**TEXT FOR ANALYSIS**
====================

AI vs. Human Clinicians: Study Reveals Gaps in AI-Generated Clinical Notes

Background

The administrative burden of clinical documentation is a well-documented challenge in modern healthcare, often contributing to clinician burnout. Ambient artificial intelligence (AI) scribes have emerged as a potential solution, promising to reduce this burden by automatically generating clinical notes from patient encounters. However, the quality of AI-generated documentation has not been thoroughly evaluated in a vendor-neutral, standardized context. This study addresses this critical gap by comparing the quality of AI-generated clinical notes with human-produced notes in primary care settings.

Study Design

The study employed a cross-sectional design to evaluate notes generated from standardized primary care clinical cases within the Veterans Health Administration (VHA). Five standardized cases were audio-recorded using standardized patients, covering common primary care scenarios: new patient visit, acute low back pain, chest pain, pharmacy consultation, and nurse care management. Eleven AI scribe tools and 18 human note-takers generated encounter notes from these audio files. Thirty human raters, blinded to the note origin, assessed all notes using the modified Physician Documentation Quality Instrument (PDQI-9), which evaluates 10 domains of note quality on a 5-point Likert scale (maximum score 50).

====================

Items from a dataset:
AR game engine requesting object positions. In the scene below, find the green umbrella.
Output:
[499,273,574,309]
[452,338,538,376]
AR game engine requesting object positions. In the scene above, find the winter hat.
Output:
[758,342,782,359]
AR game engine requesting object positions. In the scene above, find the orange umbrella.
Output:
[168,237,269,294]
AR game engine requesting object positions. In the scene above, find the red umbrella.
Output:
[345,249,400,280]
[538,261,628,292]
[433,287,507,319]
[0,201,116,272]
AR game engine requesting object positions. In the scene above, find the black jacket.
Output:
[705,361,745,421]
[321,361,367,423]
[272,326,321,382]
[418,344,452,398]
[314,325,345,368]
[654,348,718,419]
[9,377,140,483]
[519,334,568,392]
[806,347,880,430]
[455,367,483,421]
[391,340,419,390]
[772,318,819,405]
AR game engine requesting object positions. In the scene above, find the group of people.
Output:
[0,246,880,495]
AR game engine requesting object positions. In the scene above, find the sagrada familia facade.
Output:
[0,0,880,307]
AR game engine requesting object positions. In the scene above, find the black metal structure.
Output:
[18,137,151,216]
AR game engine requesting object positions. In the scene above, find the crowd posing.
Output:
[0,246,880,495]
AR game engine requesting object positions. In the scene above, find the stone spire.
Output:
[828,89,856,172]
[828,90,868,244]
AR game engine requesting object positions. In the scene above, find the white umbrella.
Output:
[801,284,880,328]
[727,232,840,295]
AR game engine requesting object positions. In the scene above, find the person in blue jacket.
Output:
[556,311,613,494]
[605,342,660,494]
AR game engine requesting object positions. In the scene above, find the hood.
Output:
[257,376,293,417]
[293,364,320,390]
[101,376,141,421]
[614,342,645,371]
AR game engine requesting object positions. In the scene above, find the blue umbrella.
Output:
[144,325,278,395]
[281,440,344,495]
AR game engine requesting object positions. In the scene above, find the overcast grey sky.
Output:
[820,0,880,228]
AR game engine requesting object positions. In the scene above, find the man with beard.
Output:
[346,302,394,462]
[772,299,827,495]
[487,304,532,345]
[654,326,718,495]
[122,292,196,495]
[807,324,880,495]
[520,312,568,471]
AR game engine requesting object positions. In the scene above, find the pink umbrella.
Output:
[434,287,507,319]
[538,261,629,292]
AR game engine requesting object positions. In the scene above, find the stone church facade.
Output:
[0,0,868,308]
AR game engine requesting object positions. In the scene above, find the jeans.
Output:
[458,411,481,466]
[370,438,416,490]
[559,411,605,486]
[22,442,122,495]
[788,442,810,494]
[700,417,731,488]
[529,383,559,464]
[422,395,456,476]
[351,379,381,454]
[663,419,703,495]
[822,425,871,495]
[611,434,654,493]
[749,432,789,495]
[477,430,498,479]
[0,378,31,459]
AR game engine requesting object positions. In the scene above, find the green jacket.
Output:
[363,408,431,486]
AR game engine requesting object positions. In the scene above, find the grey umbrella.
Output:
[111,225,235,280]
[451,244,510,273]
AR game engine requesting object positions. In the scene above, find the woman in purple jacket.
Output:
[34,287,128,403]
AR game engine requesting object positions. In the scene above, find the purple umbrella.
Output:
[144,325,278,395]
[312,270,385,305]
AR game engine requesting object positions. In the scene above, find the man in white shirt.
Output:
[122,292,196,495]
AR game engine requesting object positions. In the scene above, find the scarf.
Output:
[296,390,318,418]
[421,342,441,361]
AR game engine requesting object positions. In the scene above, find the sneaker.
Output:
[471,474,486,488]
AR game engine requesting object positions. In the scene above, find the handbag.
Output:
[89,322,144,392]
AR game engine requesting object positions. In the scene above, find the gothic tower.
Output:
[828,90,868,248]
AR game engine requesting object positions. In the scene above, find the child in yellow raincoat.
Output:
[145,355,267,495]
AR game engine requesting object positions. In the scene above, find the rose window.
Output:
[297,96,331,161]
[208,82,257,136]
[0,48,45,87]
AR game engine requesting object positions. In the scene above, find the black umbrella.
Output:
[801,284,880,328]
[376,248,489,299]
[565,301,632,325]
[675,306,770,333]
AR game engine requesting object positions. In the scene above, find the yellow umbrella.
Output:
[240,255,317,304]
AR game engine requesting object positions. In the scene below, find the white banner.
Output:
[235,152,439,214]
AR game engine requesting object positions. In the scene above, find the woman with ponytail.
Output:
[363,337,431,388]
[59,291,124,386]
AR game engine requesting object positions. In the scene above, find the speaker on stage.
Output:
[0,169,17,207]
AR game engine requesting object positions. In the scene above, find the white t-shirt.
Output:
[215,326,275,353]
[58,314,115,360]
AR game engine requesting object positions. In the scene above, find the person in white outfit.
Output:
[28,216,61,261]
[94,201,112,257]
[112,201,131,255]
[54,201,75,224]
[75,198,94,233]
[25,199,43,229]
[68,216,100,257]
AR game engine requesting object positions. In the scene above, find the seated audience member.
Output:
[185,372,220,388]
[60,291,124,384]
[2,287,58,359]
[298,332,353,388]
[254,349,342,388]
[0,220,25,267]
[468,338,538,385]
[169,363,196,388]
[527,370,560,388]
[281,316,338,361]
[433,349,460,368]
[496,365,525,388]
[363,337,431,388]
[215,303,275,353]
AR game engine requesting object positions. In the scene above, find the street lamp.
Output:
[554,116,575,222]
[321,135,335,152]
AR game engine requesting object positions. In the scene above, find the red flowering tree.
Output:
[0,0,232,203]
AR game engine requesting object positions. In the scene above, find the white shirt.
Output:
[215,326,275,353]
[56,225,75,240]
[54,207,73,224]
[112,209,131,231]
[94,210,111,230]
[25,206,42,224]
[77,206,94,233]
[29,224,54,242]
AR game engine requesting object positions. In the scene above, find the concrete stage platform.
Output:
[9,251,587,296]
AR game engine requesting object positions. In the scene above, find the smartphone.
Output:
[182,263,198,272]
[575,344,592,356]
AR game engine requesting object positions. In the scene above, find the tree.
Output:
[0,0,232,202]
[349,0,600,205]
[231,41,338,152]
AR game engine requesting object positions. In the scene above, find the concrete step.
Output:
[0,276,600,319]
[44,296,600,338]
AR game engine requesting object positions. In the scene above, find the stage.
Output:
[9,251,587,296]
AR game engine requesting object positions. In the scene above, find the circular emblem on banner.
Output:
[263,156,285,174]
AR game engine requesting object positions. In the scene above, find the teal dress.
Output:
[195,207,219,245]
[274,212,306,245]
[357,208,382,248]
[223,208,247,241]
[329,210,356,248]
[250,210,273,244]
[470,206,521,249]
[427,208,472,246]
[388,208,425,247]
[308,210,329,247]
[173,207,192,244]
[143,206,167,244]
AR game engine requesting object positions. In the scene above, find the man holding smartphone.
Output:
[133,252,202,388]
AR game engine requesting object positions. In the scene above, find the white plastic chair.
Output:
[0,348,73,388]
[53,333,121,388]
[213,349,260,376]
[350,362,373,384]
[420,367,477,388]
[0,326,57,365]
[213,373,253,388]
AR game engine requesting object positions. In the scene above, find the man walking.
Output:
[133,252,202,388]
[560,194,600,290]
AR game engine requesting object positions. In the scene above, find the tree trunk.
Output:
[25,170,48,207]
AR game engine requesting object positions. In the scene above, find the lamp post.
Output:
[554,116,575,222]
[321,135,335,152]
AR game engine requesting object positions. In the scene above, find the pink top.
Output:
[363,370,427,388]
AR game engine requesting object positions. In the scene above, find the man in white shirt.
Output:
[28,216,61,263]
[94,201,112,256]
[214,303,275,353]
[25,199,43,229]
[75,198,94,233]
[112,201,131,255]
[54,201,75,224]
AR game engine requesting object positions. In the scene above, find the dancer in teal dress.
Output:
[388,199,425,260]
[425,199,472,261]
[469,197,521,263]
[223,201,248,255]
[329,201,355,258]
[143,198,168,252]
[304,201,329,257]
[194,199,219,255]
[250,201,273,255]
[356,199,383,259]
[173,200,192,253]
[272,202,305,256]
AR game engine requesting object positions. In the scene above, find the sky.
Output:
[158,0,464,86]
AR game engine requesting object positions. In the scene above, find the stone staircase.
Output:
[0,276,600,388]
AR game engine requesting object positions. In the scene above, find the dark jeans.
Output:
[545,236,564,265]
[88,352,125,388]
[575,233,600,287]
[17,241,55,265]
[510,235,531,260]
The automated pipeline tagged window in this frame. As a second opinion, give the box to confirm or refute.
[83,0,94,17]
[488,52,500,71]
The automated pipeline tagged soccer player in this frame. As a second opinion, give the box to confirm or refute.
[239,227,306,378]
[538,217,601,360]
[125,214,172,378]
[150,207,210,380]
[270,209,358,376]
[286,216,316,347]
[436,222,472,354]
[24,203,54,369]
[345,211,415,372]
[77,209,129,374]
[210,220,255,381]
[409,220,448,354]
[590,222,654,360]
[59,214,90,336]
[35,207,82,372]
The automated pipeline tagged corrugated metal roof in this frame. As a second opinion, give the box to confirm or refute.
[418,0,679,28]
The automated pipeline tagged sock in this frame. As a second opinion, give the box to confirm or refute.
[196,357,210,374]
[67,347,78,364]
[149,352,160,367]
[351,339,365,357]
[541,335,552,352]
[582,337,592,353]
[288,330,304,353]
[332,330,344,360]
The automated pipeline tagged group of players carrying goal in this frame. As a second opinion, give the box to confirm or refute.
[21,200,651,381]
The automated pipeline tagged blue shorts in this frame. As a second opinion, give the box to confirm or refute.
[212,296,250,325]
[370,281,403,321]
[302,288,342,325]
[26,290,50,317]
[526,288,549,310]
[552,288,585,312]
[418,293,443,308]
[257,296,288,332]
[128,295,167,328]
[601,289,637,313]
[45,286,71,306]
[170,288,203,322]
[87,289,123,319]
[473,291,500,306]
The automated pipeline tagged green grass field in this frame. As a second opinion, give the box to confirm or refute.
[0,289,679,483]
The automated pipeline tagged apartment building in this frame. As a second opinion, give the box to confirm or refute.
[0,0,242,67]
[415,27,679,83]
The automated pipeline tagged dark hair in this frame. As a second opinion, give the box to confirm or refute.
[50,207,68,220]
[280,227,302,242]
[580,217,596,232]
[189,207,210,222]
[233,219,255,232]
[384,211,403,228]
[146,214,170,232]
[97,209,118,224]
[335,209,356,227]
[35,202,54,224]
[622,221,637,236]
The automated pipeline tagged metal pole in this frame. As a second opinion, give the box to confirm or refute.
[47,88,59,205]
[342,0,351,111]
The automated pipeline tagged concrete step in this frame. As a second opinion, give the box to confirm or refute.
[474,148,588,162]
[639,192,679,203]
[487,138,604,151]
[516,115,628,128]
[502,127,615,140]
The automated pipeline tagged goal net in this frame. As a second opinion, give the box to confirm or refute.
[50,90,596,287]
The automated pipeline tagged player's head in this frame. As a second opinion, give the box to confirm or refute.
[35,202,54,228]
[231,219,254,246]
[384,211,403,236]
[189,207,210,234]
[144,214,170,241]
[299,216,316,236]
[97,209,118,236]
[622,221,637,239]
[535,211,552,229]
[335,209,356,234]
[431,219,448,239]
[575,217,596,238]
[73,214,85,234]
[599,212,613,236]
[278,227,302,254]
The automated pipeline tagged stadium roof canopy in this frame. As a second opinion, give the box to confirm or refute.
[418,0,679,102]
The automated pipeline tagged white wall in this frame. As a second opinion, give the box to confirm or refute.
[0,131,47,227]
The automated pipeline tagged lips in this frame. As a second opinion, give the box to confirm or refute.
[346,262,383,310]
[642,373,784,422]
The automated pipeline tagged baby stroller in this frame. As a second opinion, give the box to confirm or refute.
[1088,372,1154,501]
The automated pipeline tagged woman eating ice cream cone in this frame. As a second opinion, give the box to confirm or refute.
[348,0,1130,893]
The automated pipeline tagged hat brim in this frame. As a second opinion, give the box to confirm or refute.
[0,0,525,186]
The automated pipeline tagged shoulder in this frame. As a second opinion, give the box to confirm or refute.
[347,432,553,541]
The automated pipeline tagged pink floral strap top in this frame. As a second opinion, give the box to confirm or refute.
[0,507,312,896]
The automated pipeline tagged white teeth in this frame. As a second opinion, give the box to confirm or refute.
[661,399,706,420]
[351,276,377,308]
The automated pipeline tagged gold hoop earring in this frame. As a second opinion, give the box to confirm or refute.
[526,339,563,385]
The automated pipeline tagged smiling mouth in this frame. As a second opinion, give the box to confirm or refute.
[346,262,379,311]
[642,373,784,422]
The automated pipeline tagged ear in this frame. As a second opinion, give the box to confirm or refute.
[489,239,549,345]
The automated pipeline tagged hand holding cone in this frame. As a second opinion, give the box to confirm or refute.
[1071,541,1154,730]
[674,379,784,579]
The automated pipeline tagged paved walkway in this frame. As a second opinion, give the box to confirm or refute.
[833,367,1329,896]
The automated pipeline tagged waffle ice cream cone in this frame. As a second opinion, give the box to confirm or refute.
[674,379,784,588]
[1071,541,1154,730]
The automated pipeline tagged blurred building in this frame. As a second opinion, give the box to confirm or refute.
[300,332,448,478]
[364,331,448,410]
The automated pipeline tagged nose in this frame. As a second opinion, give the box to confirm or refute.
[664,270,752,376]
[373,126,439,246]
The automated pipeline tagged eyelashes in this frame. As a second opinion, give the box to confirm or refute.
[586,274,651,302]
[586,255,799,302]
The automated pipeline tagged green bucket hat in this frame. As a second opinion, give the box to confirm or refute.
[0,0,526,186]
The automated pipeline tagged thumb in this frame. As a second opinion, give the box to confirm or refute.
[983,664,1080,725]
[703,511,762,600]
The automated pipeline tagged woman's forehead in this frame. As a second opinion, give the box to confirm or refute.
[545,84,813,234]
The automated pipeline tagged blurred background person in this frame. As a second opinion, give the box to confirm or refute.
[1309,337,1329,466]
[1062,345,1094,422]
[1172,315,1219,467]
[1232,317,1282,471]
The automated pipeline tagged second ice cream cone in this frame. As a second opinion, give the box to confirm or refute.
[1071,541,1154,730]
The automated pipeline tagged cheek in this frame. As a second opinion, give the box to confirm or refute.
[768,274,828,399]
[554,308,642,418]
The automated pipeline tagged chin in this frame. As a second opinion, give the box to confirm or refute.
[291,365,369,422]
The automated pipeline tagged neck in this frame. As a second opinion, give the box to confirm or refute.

====================

**INSTRUCTIONS FOR THE TASK**
Answer these questions about the text on AI-generated clinical notes:
(a) What does the text say the administrative burden of clinical documentation often contributes to?
(b) How many AI scribe tools generated encounter notes?
(c) What is the maximum score on the modified PDQI-9?

**TASK SOLUTION**
(a) Clinician burnout.
(b) Eleven.
(c) 50.